Start of Material shown

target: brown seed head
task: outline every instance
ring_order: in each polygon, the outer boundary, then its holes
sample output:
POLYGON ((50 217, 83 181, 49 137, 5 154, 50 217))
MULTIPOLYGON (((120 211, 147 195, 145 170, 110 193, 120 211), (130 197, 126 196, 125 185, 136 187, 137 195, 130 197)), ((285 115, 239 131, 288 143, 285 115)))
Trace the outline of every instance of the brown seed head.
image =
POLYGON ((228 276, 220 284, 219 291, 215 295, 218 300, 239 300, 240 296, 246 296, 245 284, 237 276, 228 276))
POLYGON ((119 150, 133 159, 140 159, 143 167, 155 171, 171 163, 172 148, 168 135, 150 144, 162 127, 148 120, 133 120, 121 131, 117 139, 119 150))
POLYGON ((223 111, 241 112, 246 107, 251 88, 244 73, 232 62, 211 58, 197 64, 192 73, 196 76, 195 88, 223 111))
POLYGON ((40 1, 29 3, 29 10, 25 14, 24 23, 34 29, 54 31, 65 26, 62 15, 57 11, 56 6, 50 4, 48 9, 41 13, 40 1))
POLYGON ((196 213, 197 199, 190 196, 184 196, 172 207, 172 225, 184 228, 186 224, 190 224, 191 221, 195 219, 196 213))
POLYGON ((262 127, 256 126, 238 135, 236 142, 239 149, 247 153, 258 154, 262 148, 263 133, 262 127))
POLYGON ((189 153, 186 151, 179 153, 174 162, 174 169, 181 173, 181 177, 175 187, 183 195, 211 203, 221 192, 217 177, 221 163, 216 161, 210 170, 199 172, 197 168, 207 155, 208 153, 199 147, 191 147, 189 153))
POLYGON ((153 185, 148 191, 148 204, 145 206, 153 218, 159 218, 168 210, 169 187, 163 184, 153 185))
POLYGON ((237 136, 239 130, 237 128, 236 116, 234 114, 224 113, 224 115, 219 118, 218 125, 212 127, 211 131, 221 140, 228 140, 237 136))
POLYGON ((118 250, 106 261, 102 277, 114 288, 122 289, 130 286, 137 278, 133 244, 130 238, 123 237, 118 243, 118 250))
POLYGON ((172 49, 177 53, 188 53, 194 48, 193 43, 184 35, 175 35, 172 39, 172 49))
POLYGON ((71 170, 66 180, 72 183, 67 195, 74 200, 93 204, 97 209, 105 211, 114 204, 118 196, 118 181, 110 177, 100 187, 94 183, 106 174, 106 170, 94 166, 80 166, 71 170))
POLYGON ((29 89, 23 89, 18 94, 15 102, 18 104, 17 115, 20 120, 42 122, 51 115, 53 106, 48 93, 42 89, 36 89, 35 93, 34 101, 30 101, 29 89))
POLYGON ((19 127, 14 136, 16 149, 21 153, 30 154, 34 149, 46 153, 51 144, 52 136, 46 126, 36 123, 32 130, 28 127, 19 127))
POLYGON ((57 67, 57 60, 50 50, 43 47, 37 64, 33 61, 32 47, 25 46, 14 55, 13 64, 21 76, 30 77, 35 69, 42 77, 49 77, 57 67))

End of Material shown

Take the listing above and repeat exactly the lines from the one containing "task: outline every instance" through the one containing "Trace the outline", both included.

#### Answer to this problem
task: outline every instance
ring_order: in each polygon, the outer boundary, then its holes
sample output:
POLYGON ((50 217, 83 181, 49 137, 5 154, 50 217))
MULTIPOLYGON (((120 211, 147 195, 145 170, 110 193, 120 211), (130 197, 126 196, 125 185, 136 187, 137 195, 130 197)), ((285 115, 239 131, 288 143, 285 115)))
Trace the outline of every instance of the brown seed head.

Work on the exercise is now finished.